しかも、自らの「過去」に気付いた新星をも
殺害して相対的に地位を上げていくといった
徹底ぶりで身分を固めていく風太郎は、
社長の娘正美の心を射止めると、さらには
社長までをも殺害し、巨大企業を
その掌中におさめます。
困窮によって悲惨な目を受け続けた
蒲郡 風太郎は、母の死をきっかけに
世の中は銭だという決意を抱くに至り、
成り上がりはじめていきます。
しかし、時に殺人すらいとわない
その容赦のなさは、過去の未解決事件
という形で風太郎を苦しめていきます。
銭ゲバの読んでみた感想・評価
小柄で能力も何も持っていない、恐らく
ほとんどの作品でも脇役にもなれない
だろう風太郎が、まさかここまで
恐ろしくなるとは思いませんでした。

> データ一覧:
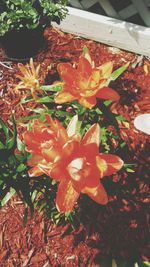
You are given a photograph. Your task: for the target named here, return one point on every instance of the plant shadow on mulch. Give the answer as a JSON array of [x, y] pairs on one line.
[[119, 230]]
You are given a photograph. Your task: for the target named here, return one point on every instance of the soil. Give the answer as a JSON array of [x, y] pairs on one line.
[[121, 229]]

---

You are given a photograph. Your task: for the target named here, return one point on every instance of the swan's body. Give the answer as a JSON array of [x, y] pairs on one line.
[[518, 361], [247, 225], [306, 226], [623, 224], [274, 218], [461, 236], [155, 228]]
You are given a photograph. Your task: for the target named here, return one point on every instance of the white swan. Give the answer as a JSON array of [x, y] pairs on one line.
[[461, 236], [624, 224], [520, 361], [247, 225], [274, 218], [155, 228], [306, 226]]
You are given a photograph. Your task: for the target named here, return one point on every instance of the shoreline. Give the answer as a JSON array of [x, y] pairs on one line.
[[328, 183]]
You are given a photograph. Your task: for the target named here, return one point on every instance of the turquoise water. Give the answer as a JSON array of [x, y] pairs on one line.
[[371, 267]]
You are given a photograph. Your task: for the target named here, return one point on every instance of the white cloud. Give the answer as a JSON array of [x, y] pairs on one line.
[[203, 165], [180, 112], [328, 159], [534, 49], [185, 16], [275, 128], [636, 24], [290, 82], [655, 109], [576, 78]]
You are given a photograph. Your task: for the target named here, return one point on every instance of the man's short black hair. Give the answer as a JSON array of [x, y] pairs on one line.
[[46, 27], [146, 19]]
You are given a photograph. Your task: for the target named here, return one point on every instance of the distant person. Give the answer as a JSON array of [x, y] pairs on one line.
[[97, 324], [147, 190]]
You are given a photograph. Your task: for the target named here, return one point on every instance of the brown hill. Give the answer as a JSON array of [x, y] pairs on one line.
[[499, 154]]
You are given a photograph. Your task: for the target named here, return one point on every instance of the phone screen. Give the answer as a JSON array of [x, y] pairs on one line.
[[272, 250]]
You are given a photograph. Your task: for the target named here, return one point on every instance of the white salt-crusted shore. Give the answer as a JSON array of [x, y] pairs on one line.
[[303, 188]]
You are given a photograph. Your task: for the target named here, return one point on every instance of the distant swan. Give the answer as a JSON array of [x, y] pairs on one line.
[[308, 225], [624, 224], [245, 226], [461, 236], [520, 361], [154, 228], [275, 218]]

> やること A: 銭ゲバの紹介文に出てくる人物のうち、風太郎以外の人をすべて挙げてください。
> やること B: 銭ゲバの紹介文を、最後の文のあとから書き進めてください。
ここではリストは使いません。

> 答え A: 新星、正美（社長の娘）、社長、母

> 答え B:
お金の問題から母親を亡くし、とにかく
「銭」なのだとこの世の一つの
真実を読み取ってしまった少年が、
相次いで人を殺害し、あらゆる
あくどい手を使ってのし上がっていく。
スポ根もの、バンカラものが主流だった
当時の漫画界にあって、銭ゲバの
存在感は驚くべきものだったことは
簡単に想像できますし、日本経済が
上り調子で、イケイケの時代にここまで
強烈に「銭」を追い求めた本作には、
魔力めいた情念さえ感じます。
経済状況が良くなっていく中でも
取り残され困窮している人は必ず
いますし、企業の論理が優先され、
現代のような環境基準がない中での
公害問題に苦しむ人もまた然り。
本作は風太郎という恐るべき「銭ゲバ」に
焦点を当ててきた一方で、苦しい
生活を続けながらも必死に生きる
普通の人たちに温かい視線を
向けた作品のようにも思えるのです。
いかなることでも作者の思い通りになる
フィクション世界で、一切ぼかすことなく
「銭」の恐ろしさを説く本作は一昔前よりも
はるかに、「儲けること」が肯定的に
とらえられている現代でこそ、広く
読まれるべきではないかとも思いましたね。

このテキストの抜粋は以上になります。